Условие задания: Продолжите текст о портативном перфузионном устройстве для сохранения донорских органов, начав сразу после его последнего предложения.

Исходный текст:

::::::::

Смысл любой высокотехнологичной помощи – в ее доступности. Кардиохирургия была демонстрацией «хирургического чуда», пока счет операциям не стал идти на десятки тысяч. А доступность таких операций стала возможной лишь с внедрением аппаратов искусственного кровообращения. Когда в повседневную практику реанимации, донорства и трансплантации будут внедрены аппараты поддержания кровообращения в органах умершего человека, может быть решен вопрос дефицита донорских органов. Так как только тогда у реанимационной и донорской службы появится неограниченный ресурс сохранения искусственной жизни органов, в условиях, когда жизнь человека сохранить не удалось.
Во всем мире ведутся интенсивные поиски создания технических средств поддержки жизнеспособности донорских органов, - рассказывает Олег Резник. - Коллектив петербургских ученых (НИИ скорой помощи им. Джанелидзе и ПСПбГМУ им. И.П.Павлова, ЦНИИ робототехники и технической кибернетики), который поддержало Законодательное собрание, разработал портативное перфузионное устройство для экстренного восстановления кровообращения. Его можно подключить к телу умершего в течение 40 минут – 1 часа после смерти, и оно обеспечит кондиционирование органов, используемых для пересадки. Пациенту вводится в поддерживаемый искусственно кровоток тромболитик (препарат для растворения тромбов при инфаркте и инсульте), который останавливает процесс свертываемости крови, неизбежный после смерти, и растворяет тромбы. Последние оседают в системе фильтров перфузионного контура и кровь циркулирует в теле посмертного донора, как у живого человека.
Получено разрешение Росздравнадзора на применение этой новой медицинской технологии для пересадки почек. Эффективность технологии экстракорпорального оживления органов подтвердят наши 46 реципиентов почек, полученных от доноров, умерших от внезапной остановки сердца. Их никогда бы не пересадили, если бы не эта технология. В следующем году начнутся работы по созданию аппарата для восстановления и поддержания жизнеспособности изолированной донорской печени.

::::::::

Набор данных:
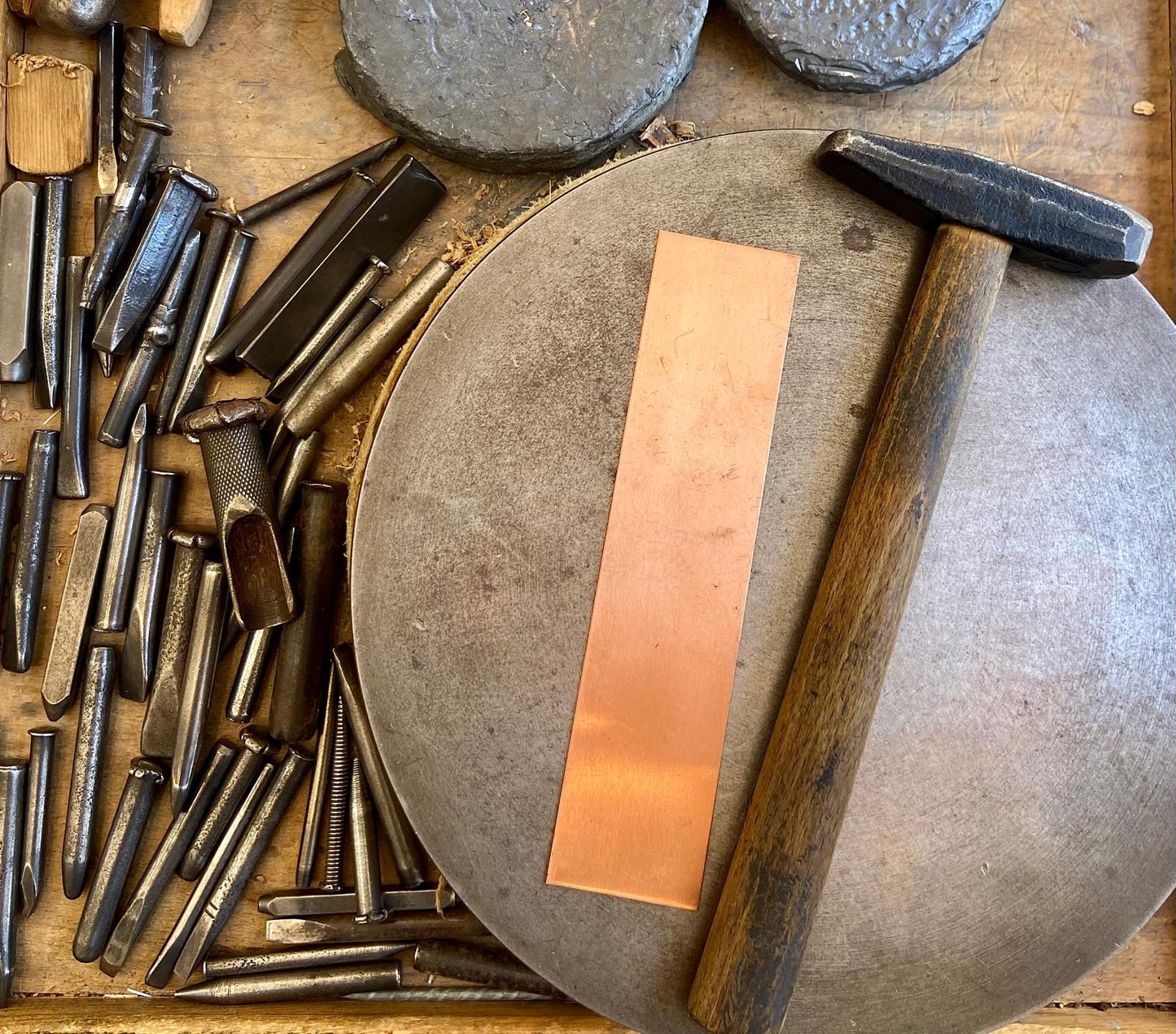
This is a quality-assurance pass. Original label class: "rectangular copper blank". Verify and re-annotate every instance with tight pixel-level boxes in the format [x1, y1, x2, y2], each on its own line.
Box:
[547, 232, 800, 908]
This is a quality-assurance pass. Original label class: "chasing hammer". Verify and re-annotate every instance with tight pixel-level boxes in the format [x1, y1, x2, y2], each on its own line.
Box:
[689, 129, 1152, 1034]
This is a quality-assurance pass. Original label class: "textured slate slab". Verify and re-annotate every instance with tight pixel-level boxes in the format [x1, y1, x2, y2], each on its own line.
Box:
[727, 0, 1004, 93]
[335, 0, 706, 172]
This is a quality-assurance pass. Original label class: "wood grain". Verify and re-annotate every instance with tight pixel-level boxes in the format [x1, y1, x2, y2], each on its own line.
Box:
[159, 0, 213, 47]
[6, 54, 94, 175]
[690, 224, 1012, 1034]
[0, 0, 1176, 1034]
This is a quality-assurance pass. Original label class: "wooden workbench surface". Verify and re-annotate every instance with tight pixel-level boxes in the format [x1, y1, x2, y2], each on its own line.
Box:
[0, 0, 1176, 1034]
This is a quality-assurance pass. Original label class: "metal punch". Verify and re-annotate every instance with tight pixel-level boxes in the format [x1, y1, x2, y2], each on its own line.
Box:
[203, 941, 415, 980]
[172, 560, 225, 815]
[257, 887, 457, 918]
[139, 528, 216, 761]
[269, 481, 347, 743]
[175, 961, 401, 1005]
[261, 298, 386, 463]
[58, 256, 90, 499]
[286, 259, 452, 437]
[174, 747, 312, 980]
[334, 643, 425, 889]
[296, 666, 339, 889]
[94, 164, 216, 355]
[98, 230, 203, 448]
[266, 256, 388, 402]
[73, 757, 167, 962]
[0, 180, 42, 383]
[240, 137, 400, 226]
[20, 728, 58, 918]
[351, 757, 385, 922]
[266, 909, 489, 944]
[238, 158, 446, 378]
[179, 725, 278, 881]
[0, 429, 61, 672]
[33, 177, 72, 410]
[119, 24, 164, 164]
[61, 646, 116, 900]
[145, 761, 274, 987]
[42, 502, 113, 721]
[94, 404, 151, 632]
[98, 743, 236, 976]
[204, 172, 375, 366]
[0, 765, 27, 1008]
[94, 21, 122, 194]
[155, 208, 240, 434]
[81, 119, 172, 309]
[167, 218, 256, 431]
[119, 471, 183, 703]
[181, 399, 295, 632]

::::::::

Ответ на задание:
Уверен, за этой технологией – будущее. Ведь трансплантация начиналась с применением органов, полученных у донора, умершего от необратимой остановки сердца. Потом стало ясно, что без кровообращения жизнеспособность таких органов сомнительна. Но если технические средства позволяют восстановить это кровообращение, значит, можно восстановить их жизнеспособность? И этических проблем при таком методе кондиционирования гораздо меньше: кончина близкого человека очевидна, в отличие от ситуации, когда необходимо испрашивать согласие родственников на изъятие органов умершего с констатированной смертью мозга. В этом состоянии умерший внешне мало отличается от живого, и у близких возникает недоверие.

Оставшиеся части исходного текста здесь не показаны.